SHORTEN: We will. And I just say to people who are running overpriced services, your time is - we’re going to chase you out of the business because deliver a service, but don't treat NDIS money as for-profit money to just build your second veranda on your beach house.

HADLEY: Okay. And I did say one final thing, but there is one final thing. Uh, Denise Clissold, the subject of the Australian Current Affair report on Monday night. And I know you didn't know about it, but now you do. She's got a property being sold on the edge of Lake Macquarie on Saturday with McGrath Real Estate, with an indication of 1.5 million. I thought when I saw it, maybe she's not the owner, but I then got the contract for the sale of the property. She is the owner. Do you think the, could you ring your old mate at the ATO and say, look boys, slip up to Eraring on Saturday just in case she gets 2.5 million. So, you can make some claim on the 1.8 million she owes you, along with the other 4 million she owes everyone else.

SHORTEN: I'd say she's been more watched than the - you know, I don't want to comment on whether or not she's a good or bad person, but I'd say she's more watched than the Taiwan Strait, and the liquidator will be watching all those assets. So, for people who think somehow, I don't know, there's no accountability, there'll be, I suspect, with the attention that that family's had, the ATO and the liquidator will be all over that transaction like a rash.

HADLEY: Okay. Well, one like calamine lotion as I often, say, now a former sex worker named Estelle. This has just been sent to me, so it's not as if I'm springing on you. I haven't heard it myself. She's teaching people on YouTube how to get the NDIS. Have a listen to this for the first time, as I will.

AUDIO PACKAGE: And the means test means you don't have to prove that you're poor. You don't have to prove that you're worthy for this. You just have to prove that you're disabled and that it impairs you in your day-to-day living. So, the NDIS is not means tested. It means if you have money, it doesn't matter. If you have a supportive family or lots of people around, it doesn't matter. What matters is that you meet the eligibility criteria.

HADLEY: That's a former sex worker called Estelle with a how to lesson on YouTube. I mean, I don't know who Estelle is. Be nice to find out where she's at and what she's doing.

SHORTEN: Well, listen, this [inaudible] it's the history of Government Schemes. Since the Rum Corps put in a tax, there's the people trying to flog Government money. Some services are good, many are good, some are just full of BS. But, you know, if you give us the details. What we're doing is we want to register providers. We want to make sure that we've got enough investigators to follow up the complaints. We want to make sure that we're only funding supports, which are evidence based. We're trying to - we're not trying, we are, also putting in the back office systems to make sure that there's not providers who are having a lend of the system. We've just got to invest in that infrastructure. I know it's not as satisfying as sending the cars around to kick down a door by lunchtime, but I can tell you one thing. The fact that we're having this discussion is because for the last two years, all I've given a stuff about in politics is how do we fix up the NDIS and make a better deal?


SHORTEN: And that's what you're doing here.

HADLEY: Well, I hope so. Thanks for your time as always.

SHORTEN: Thank you. Bye.

HADLEY: Bill Shorten, NDIS Minister, I hope that answered a few questions.

→ **Point localization data**:
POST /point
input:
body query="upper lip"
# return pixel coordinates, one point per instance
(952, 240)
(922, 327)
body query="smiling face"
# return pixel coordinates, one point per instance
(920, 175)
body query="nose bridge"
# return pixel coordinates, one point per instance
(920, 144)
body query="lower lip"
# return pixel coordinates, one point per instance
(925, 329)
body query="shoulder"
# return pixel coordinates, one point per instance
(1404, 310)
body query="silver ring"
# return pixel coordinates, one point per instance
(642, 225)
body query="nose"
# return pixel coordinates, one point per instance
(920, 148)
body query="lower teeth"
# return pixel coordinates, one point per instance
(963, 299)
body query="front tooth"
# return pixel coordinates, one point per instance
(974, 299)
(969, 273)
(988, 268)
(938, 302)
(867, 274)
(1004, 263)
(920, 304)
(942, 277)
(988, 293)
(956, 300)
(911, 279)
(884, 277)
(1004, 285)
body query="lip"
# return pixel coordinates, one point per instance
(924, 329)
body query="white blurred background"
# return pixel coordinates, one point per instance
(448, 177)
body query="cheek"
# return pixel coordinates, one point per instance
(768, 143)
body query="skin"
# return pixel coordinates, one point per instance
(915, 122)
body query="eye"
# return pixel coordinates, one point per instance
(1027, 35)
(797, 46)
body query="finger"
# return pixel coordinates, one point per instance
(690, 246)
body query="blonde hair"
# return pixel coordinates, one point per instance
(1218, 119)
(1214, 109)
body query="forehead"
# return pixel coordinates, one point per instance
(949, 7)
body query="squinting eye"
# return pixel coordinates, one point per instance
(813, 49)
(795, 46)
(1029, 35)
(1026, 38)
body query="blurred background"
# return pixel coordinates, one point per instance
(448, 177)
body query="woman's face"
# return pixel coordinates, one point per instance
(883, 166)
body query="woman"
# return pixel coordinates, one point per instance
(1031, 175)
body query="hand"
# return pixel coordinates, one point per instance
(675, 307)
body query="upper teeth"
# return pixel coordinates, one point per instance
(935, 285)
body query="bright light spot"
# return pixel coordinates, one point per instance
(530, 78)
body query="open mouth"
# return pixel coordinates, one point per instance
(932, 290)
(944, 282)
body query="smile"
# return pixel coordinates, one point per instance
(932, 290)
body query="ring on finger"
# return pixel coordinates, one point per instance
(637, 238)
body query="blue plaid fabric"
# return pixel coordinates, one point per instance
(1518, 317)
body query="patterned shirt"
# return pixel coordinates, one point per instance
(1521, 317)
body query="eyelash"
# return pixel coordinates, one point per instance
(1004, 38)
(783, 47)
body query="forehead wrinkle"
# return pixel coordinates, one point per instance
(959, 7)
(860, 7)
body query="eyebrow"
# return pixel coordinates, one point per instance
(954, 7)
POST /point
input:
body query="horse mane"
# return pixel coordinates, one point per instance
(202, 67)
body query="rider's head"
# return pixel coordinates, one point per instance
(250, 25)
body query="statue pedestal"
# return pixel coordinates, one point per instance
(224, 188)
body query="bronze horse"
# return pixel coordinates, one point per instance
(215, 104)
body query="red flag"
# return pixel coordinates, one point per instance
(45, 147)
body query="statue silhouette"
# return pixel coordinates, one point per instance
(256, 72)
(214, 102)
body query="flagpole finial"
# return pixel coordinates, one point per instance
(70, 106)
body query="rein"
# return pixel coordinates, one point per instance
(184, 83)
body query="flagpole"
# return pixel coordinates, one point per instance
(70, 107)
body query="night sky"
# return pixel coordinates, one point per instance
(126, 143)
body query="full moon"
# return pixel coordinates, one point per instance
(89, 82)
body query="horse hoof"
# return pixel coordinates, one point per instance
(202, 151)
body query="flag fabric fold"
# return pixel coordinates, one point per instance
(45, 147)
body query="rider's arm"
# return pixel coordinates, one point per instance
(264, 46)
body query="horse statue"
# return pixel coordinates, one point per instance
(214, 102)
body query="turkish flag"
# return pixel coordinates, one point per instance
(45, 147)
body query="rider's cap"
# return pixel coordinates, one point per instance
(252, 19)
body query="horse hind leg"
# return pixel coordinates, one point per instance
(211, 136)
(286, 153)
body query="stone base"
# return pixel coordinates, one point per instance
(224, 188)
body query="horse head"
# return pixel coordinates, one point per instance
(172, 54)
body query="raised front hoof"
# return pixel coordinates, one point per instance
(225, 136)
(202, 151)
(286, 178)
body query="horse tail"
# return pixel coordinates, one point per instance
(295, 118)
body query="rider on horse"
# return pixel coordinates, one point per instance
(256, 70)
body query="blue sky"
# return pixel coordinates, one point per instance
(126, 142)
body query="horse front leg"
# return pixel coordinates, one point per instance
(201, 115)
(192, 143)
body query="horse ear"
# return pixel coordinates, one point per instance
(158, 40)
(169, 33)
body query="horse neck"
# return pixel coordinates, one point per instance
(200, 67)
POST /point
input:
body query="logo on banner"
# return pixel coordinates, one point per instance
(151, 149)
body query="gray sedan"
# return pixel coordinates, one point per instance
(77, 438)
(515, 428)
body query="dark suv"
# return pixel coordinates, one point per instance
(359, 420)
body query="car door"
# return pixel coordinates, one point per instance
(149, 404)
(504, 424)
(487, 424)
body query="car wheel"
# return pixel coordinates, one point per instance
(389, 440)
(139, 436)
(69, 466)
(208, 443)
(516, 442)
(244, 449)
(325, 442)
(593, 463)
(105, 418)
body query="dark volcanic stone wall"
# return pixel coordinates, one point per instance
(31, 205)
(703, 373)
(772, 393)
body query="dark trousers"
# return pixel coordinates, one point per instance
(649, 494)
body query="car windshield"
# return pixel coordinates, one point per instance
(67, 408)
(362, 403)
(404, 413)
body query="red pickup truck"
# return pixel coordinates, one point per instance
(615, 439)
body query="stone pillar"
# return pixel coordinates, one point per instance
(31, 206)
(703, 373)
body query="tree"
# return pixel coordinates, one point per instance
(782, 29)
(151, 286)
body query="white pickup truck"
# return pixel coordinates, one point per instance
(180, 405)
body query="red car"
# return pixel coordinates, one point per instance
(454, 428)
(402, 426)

→ **WORK INSTRUCTION 1**: Update the interview transcript from the words "HADLEY: That's a" through the words "what she's doing.", putting "Instagram" in place of "YouTube".
→ **WORK INSTRUCTION 2**: In the interview transcript, what price indication was given for the property being sold on the edge of Lake Macquarie?

→ **TASK OUTPUT 1**:
HADLEY: That's a former sex worker called Estelle with a how to lesson on Instagram. I mean, I don't know who Estelle is. Be nice to find out where she's at and what she's doing.

→ **TASK OUTPUT 2**: 1.5 million